§ Problem details
Gather every line in the entries below that contains the string "with", and copy each such line in full.

(Collected data entries)
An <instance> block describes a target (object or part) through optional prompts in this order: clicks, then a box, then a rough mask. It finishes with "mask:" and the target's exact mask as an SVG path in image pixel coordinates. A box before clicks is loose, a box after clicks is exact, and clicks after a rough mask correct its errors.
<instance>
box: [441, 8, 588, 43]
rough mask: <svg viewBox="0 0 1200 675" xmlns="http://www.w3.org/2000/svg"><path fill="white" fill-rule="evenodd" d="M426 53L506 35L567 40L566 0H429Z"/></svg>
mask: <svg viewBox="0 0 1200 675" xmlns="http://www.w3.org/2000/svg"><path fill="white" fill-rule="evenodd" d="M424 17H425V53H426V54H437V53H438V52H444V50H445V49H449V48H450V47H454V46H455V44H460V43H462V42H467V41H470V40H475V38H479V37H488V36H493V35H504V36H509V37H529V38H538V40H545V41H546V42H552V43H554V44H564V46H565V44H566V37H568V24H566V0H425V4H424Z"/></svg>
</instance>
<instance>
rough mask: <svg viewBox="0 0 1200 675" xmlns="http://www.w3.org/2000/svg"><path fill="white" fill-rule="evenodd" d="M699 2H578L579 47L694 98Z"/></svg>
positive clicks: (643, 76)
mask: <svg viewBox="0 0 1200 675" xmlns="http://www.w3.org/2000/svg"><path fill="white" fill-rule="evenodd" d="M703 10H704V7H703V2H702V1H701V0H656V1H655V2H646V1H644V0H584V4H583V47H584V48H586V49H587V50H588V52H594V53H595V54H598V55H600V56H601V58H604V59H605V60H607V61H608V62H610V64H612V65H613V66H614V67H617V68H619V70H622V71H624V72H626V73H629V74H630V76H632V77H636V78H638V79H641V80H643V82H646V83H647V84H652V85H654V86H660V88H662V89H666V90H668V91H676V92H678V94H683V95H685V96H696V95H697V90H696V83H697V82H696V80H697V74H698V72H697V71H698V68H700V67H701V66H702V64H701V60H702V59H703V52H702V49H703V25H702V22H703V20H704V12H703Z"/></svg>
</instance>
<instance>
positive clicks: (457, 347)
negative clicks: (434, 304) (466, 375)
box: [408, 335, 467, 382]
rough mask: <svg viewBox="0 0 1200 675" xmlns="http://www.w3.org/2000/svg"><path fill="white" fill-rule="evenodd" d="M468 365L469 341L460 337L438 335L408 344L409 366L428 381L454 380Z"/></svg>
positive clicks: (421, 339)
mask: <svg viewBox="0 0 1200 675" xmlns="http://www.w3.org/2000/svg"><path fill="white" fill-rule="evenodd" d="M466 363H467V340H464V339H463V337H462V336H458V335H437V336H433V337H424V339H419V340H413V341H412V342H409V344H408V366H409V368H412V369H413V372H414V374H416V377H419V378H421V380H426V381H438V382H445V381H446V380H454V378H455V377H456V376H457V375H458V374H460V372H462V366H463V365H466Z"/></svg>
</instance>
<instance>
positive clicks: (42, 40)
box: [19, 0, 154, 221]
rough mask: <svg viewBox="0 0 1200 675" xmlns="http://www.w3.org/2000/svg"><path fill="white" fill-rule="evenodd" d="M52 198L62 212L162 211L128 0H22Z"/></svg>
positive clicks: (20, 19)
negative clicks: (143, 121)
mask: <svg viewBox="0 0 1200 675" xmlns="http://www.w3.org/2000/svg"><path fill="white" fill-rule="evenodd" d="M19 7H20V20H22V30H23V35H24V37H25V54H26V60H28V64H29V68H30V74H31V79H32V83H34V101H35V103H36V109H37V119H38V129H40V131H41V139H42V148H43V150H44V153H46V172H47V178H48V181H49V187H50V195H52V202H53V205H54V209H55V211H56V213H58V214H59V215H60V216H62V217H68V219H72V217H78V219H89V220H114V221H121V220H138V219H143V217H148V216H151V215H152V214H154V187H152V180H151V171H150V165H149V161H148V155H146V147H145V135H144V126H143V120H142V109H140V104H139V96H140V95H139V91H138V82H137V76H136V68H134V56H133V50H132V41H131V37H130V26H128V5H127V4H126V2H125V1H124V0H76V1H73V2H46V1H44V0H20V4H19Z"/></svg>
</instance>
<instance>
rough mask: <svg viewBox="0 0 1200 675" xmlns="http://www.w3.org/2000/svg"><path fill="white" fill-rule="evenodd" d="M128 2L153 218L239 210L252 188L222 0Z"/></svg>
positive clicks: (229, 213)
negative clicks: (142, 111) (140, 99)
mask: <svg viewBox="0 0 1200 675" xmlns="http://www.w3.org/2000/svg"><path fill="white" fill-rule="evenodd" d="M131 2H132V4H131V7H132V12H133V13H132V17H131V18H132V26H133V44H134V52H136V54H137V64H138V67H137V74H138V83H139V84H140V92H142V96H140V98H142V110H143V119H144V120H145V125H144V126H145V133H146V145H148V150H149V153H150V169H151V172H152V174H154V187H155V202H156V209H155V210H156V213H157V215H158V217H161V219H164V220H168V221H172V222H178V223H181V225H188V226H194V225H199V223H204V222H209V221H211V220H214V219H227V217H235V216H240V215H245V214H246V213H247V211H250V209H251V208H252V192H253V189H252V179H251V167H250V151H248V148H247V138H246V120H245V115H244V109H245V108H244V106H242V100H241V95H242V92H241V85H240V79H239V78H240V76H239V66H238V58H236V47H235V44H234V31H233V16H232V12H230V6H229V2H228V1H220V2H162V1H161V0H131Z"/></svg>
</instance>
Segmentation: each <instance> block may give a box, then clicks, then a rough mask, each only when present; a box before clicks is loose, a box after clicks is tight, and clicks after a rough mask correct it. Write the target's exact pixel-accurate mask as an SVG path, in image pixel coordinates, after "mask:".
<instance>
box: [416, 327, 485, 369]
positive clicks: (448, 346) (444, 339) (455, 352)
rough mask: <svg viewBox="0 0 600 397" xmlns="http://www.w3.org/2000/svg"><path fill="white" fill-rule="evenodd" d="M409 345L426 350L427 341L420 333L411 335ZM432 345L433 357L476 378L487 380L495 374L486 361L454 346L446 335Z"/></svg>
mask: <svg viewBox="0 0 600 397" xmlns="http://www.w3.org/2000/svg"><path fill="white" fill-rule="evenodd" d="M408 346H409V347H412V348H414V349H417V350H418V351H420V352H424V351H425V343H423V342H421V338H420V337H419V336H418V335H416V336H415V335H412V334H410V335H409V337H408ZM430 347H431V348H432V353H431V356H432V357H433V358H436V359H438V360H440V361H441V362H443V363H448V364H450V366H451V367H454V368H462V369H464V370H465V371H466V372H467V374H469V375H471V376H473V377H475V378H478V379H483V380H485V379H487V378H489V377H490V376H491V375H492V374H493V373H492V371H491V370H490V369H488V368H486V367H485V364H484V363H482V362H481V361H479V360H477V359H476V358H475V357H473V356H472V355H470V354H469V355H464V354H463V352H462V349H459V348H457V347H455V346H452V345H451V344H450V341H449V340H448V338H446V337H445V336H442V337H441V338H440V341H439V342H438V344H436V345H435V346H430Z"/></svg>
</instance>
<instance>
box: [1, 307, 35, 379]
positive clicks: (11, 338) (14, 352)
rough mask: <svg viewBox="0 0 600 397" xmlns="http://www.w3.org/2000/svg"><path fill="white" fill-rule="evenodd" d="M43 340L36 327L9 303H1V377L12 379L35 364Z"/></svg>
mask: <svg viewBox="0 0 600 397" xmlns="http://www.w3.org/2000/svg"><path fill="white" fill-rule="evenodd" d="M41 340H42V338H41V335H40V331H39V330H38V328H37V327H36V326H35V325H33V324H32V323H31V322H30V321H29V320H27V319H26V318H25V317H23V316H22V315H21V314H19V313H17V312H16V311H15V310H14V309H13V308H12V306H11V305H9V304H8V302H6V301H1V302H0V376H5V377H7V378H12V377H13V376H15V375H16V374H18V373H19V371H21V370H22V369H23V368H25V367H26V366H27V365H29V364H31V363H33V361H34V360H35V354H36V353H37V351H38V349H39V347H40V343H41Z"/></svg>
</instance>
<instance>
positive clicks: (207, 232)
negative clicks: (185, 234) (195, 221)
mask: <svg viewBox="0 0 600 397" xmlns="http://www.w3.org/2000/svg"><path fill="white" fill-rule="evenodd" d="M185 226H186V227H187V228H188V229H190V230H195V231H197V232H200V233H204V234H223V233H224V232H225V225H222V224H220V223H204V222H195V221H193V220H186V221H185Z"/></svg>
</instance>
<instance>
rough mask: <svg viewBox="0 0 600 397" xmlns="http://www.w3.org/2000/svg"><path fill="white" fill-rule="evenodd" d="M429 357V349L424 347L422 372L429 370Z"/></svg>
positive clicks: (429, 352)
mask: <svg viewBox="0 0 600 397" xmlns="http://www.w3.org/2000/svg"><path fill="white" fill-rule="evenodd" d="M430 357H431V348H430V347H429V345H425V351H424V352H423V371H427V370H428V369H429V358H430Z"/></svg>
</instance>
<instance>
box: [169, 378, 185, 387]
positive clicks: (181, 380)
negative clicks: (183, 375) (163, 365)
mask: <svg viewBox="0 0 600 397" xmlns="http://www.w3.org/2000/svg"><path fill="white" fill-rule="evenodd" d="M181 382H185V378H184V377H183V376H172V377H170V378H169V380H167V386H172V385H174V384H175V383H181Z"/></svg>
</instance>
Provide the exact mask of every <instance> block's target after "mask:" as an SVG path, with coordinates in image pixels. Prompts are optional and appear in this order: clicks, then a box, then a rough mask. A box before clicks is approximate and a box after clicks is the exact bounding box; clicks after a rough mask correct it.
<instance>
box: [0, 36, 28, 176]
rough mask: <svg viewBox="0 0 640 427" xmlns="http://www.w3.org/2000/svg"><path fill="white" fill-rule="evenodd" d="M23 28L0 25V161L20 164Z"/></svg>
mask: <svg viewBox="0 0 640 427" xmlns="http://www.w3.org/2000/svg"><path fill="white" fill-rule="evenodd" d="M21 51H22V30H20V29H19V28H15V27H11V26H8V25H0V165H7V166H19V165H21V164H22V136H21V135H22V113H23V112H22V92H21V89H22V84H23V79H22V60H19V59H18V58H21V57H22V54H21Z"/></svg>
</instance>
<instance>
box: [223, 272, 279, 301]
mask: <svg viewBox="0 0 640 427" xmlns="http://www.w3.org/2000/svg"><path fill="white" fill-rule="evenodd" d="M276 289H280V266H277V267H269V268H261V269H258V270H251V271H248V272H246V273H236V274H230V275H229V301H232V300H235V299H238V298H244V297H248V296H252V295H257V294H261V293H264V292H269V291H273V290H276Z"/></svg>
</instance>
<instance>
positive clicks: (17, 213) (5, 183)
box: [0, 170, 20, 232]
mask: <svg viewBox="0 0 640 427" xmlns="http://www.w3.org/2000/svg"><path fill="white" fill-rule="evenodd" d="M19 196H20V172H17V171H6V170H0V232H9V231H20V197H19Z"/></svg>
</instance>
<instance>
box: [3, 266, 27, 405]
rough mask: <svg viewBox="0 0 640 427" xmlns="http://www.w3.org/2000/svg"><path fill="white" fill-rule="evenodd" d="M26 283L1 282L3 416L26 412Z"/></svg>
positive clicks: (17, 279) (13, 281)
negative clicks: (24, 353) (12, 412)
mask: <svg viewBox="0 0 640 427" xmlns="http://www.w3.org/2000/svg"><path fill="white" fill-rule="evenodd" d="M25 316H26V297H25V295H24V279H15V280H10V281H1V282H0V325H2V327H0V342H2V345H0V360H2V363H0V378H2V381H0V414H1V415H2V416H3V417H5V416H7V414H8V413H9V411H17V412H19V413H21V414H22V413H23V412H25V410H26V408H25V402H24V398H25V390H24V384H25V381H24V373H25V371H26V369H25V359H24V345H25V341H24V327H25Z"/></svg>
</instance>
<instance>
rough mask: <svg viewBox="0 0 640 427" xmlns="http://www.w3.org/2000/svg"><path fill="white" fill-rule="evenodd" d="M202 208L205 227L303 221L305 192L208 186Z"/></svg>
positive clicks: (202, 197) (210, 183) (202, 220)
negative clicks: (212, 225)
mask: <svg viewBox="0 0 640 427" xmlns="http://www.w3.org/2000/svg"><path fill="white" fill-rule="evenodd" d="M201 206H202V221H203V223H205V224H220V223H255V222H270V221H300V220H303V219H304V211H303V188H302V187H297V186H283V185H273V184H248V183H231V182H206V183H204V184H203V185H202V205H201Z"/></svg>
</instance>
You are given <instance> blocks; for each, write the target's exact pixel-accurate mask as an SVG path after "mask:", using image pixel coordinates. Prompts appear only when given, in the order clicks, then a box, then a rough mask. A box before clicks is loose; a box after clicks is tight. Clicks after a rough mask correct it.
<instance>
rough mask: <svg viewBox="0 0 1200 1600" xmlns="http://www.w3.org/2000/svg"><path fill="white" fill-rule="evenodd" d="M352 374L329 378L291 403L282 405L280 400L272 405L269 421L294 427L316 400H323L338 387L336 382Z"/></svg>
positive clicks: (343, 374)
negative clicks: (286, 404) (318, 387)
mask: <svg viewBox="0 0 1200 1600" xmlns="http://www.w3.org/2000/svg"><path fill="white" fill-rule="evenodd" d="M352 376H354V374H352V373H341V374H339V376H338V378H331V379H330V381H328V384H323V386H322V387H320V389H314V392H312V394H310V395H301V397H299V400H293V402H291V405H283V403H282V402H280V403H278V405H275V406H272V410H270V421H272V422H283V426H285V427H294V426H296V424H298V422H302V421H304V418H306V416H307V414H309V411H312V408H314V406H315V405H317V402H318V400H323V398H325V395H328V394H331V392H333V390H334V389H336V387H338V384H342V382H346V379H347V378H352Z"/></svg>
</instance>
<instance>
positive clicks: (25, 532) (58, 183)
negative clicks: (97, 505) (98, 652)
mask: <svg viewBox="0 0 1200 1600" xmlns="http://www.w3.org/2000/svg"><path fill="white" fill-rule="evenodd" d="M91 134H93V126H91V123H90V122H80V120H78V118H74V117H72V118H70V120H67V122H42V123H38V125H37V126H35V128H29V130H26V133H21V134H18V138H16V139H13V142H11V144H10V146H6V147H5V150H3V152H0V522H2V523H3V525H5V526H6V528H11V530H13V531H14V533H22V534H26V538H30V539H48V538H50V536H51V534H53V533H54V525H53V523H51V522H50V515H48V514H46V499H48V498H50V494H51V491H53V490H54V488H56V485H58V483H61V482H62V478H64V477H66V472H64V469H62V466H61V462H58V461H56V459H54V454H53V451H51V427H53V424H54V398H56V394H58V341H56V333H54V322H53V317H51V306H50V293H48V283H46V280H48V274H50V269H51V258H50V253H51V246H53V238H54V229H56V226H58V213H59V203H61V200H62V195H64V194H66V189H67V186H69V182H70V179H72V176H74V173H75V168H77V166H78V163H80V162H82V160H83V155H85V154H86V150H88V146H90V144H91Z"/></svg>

§ Response for this exercise
An <instance> block describes a target (object or part) through optional prompts in this order: clicks, then a box, then a rough mask. It finishes with "mask:" and the target's exact mask as an SVG path in image pixel coordinates. A box before clicks is loose, a box after clicks is exact, and clicks after a rough mask correct its errors.
Provide the exact mask of every <instance> block's target after "mask:" as an SVG path, with coordinates in image pixels. Prompts are optional and appear in this order: clicks, then a box, then a rough mask. A box before clicks is approximate and a box after clicks is the exact bounding box; clicks after a rough mask correct it.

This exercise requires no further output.